Over two previous editorials, James Mackay, Aristea Therapeutics CEO, and experienced independent board member to emerging biopharma organizations, has explained his role as an advisor to CEOs and member of governing boards, most particularly as it relates to the outsourcing function.
According to Mackay, the “independent” in independent board member refers most specifically to the fact these individuals should have “no or extremely limited vested financial interest in the organization.”
So a final question for Mackay before wrapping up this treatise:
What’s in it for him?
It’s not like he isn’t busy enough as CEO of his own drug-developing organization.
His answer is instructive to our readers; it catalyzes thoughts on how you receive potentially invaluable advice from a trusted executive-level mentor, advisor, and additive governing voice – and not only regarding outsourcing.
Why They Guide
There are a number of reasons for Mackay’s seeking out or accepting invitations to join start-up biopharma governing boards as an independent advisor.
The first is simplest: “The science behind the formation of these companies is really interesting,” he says.
“Next, I personally like the CEO, and would like to work with that individual.
“Third, this provides professionals like me with the opportunity to impart your expertise and experience, and watch how that information might be utilized to drive success in another company.”
That third component, says Mackay, is particularly fulfilling.
“After 30 years in the pharmaceutical industry, I've seen most things,” he explains. “Not that I have all the answers, but there's rarely a situation that a CEO puts in front of me I haven't experienced myself and had to handle.
“The beauty of independent board members is you don't have to solve the problem. In fact, it’s important you don’t solve the problem. If you do, then you disempower the CEO.
Mackay makes clear his role is to provide options and guidance around “what to explore, and what to think about in trying to address strategy and specific challenges.”
At times his guidance includes helping a CEO navigate the dynamics of the board itself.
“Some boards are more complex to work in then others,” says Mackay, who adds a mirthful aside:
“And frankly, I enjoy this role because I don’t have to spend a lot of time preparing for the discussions.
“It's all about utilizing your expertise as assistance to the biopharma CEO in addressing their needs.”
Although not a board member, Mackay cites the example of a CEO he advises at DTx Pharma, Artie T. Suckow.
Mackay was introduced to Suckow some four years ago, when Suckow rose through CONNECT-San Diego, an innovation accelerator of which Mackay currently serves as board chair.
“The CEO of CONNECT said I should come to meet Artie. ‘I think the two of you are going to really hit it off,’ he said. We did.”
Long story short, Suckow – a first-time CEO – asks Mackay to mentor him.
“Over the years, I've acted as a sounding board the same way as I would as an independent board member, but just not part of the board,” explains Mackay. “I think it's been helpful for him not to have me on the board.”

**DATA RECORDS**
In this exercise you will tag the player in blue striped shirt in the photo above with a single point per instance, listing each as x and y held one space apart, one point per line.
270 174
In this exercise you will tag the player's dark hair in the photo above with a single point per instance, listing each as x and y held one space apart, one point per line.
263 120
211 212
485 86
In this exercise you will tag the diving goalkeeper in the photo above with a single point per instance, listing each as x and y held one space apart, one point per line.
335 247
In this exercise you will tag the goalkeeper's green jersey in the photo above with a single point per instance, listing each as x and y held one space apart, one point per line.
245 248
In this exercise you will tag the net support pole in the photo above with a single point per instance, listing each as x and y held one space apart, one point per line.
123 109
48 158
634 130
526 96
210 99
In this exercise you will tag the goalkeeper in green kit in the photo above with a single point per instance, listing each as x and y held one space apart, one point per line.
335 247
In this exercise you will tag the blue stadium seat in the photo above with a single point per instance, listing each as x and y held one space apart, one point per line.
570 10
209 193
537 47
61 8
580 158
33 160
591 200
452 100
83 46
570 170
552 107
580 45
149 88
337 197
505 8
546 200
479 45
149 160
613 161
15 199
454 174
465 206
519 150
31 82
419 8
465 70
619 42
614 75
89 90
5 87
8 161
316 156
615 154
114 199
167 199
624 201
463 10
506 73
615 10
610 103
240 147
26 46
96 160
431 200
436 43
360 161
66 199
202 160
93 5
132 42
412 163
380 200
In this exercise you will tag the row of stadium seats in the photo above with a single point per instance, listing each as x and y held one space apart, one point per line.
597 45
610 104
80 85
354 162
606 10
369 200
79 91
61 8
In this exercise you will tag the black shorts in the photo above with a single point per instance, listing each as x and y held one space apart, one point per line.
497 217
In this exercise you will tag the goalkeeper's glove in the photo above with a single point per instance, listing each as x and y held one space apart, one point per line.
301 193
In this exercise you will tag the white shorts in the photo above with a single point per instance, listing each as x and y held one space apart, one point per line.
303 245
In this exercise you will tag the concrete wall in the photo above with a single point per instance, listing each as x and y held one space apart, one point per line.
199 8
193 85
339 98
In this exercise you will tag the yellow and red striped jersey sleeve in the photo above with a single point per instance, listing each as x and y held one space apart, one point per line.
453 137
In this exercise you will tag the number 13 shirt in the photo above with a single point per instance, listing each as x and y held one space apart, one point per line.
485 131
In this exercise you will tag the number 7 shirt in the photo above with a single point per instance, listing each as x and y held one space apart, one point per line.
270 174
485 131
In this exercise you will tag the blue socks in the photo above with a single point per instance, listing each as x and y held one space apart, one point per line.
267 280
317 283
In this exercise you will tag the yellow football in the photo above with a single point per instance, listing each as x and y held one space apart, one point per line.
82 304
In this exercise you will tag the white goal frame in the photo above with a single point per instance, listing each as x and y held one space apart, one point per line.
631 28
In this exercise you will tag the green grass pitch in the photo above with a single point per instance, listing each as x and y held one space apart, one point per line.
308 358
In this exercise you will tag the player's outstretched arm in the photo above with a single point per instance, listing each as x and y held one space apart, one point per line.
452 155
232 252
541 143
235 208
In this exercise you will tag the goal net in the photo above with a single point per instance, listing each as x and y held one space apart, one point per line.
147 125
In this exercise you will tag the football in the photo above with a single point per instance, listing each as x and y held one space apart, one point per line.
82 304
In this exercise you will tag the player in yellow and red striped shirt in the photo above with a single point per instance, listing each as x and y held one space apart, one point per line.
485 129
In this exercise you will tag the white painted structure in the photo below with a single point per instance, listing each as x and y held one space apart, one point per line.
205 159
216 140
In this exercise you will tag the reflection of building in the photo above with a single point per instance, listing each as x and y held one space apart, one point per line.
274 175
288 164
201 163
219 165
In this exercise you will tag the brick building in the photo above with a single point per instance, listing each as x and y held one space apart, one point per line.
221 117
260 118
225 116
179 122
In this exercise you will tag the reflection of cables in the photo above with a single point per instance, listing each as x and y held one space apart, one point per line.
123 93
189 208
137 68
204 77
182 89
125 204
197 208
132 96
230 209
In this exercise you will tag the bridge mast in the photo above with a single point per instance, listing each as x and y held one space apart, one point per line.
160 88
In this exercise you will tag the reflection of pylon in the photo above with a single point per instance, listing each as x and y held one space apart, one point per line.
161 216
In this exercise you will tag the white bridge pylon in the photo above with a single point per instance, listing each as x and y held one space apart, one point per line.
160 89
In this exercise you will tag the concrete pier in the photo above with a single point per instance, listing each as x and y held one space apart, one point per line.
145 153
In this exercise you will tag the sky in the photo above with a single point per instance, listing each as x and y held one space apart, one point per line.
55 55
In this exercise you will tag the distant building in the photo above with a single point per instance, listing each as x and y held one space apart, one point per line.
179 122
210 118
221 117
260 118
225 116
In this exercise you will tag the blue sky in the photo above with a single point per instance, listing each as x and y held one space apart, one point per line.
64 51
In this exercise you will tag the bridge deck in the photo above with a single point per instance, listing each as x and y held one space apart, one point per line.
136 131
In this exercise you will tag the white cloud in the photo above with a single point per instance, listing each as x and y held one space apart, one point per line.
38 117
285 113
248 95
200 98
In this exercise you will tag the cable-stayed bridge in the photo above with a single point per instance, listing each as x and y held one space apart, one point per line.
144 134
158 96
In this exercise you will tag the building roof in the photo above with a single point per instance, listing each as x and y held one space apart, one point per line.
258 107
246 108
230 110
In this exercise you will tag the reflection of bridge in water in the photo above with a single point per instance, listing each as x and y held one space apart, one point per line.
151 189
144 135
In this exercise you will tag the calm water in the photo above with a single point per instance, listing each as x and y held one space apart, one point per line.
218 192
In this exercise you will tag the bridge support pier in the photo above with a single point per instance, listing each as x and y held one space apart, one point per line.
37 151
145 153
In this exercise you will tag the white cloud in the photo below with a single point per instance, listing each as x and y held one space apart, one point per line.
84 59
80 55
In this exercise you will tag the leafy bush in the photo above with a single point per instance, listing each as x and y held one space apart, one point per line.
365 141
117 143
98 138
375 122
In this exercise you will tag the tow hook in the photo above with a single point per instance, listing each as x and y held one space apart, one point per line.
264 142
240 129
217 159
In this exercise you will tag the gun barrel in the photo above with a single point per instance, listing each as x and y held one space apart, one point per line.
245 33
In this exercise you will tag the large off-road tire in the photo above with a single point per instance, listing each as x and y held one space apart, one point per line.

**WHAT THE TASK ASKS**
Please explain, in one to three sentences, why the Mackay editorial says an independent board member should not solve a CEO's problem.

**EXERCISE OUTPUT**
Mackay says that if an independent board member solves the problem, the board member disempowers the CEO. So he sees his role as providing options and guidance on what to explore and what to think about.